**Alıntı:**
^^^^

Vücuda yeterli miktarda probiyotik girmezse, bağışıklık sistemi zayıflar ve beden hastalıklara karşı savunmasız hale gelir. Böyle bir durumda bulaşıcı hastalıklara sebep olan virüslerle savaşamayan bağışıklık sistemi yenik düşer ve hastalık ağır bir şekilde seyredebilir. Bu dönemde bağışıklık sistemi probiyotiklerle desteklenmezse iyileşme süresi uzayabilir.
Son yıllarda yapılan araştırmalar ruh hali ve mutluluğun bağırsak sistemi ile doğrudan ilişkili olduğunu gösteriyor. Mutluluk hormonu olarak tanımlanan serotoninin beyinden çok bağırsakta salgılandığını gösteren bu çalışmalarda depresyon ve ruhsal çöküntünün sebeplerinin başında probiyotik eksikliği olduğu söyleniyor. Eğer siz de aşırı kaygı hissediyor, sürekli stres altında olduğunuzu düşünüyorsanız ve depresif ruh halinden kurtulamıyorsanız doktorunuza danışarak beslenme rutininize probiyotik destekleri eklemeyi deneyebilirsiniz.
Probiyotik ihtiyacının karşılanmaması, metabolizmanın yavaşlamasına sebep oluyor. Sindirim ve bağırsak sistemi olması gerektiği gibi çalışmadığında metabolizma hızı da düşüyor. Bu durum da beslenme düzeninde bir değişiklik olmamasına rağmen kilo problemlerinin oluşmasına sebebiyet verebiliyor.
Bağırsak florasının uyku düzeni için büyük önem taşıyan hormonlar üzerinde de etkisi büyük. Bu nedenle probiyotik eksikliği durumunda uyku problemleri ortaya çıkabiliyor. Uykusuzluk yaşayan biri de vücudu dinlenemediği için birçok farklı sorunla karşılaşabiliyor. Kronik uykusuzluk zamanla sürekli stresli ve gergin bir ruh haline, depresyona, bağışıklık sisteminin çökmesine ve birçok farklı sağlık sorununa yol açabiliyor.

^^^^

[Kayıtlı veriler]
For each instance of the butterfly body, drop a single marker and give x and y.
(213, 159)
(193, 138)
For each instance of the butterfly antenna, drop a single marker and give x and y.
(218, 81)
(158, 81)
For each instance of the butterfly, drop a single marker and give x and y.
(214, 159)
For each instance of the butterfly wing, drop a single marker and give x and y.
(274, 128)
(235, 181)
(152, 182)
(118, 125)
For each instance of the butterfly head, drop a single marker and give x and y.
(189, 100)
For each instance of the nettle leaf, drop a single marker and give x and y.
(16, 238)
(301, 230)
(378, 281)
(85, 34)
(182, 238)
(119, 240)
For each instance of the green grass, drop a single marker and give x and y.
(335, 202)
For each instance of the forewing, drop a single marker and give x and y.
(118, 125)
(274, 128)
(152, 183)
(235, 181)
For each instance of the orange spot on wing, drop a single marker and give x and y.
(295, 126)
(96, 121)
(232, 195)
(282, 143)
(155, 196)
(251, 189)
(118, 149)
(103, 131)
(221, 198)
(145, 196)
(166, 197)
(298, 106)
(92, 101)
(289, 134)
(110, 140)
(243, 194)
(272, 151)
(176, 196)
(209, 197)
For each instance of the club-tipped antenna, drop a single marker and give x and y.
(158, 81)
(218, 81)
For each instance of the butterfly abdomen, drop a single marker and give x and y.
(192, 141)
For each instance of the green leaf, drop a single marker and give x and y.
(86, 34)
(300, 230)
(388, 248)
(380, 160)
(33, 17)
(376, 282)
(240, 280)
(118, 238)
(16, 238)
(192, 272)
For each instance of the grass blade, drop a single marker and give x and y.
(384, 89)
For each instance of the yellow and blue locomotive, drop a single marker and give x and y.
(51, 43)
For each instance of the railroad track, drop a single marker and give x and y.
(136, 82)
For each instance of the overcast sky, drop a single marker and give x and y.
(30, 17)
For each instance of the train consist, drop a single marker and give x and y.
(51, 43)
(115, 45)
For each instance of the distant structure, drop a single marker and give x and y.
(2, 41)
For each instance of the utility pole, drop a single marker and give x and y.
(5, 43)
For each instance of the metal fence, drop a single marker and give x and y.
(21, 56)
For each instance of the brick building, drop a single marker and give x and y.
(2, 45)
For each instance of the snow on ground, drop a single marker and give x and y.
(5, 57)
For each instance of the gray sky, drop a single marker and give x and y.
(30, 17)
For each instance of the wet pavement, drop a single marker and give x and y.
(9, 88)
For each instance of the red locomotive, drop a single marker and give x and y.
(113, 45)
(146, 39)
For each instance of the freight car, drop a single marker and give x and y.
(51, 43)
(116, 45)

^^^^

**Alıştırmalar:**
[A] Probiyotik eksikliğiyle ilgili metinde "Vücuda yeterli miktarda" sözcükleriyle başlayan ve "iyileşme süresi uzayabilir." sözcükleri de dahil olmak üzere orada biten bölümü hiç değiştirmeden yeniden yazın.
[B] Probiyotik eksikliğiyle ilgili metnin devamını, son cümlesinden sonrasını yazarak sürdürün.

**Beklenen yanıtlar:**
[A]
Vücuda yeterli miktarda probiyotik girmezse, bağışıklık sistemi zayıflar ve beden hastalıklara karşı savunmasız hale gelir. Böyle bir durumda bulaşıcı hastalıklara sebep olan virüslerle savaşamayan bağışıklık sistemi yenik düşer ve hastalık ağır bir şekilde seyredebilir. Bu dönemde bağışıklık sistemi probiyotiklerle desteklenmezse iyileşme süresi uzayabilir.

[B]
Mide ve bağırsak sistemine giren her bileşenin cilt üzerinde etkisi var. Örneğin, çok yağlı yiyecekler tükettikten sonra yüzünüzde sivilce oluştuğunu görebilirsiniz. İşte bu bağlantı probiyotik oranında da kendini gösteriyor. Vücutta eksik kalan probiyotikler zaman içerisinde cilt sorunlarına sebep oluyor. Sivilcelerde artış gözlenebiliyor ve cilt üzerinde lekelenmeler oluşabiliyor.
Mikrobiyota dengesizliği vücutta mantar enfeksiyonlarının baş göstermesine de sebep oluyor. Bu mantar problemleri hem cilt üzerinde hem de genital bölgelerde ciddi sorunlar yaratabiliyor. Flora dengesizliğinin birçok kadının sorunu olan vajinal mantar enfeksiyonlarını tetiklediği biliniyor.
Mikrobiyota dengesizliği her açıdan vücudun stres seviyesini artıran bir durum. Çünkü eksiklik hem anksiyete ve depresyonu tetikliyor hem de vücut sistemlerinin düzgün bir şekilde çalışmasına engel oluyor. Tüm bunlar da hem fiziksel hem de ruhsal anlamda vücudun sürekli stres altında kalmasına sebebiyet veriyor. Yaşanan stres sorunu ise neredeyse tüm rahatsızlıkların kapısını açıyor.
Tüm bu olumsuzluklardan kaçınmanın yolu ise düzenli olarak probiyotik desteği almaktan ve bedene ihtiyacı olan bileşenleri eksiksiz bir şekilde sunmaktan geçiyor.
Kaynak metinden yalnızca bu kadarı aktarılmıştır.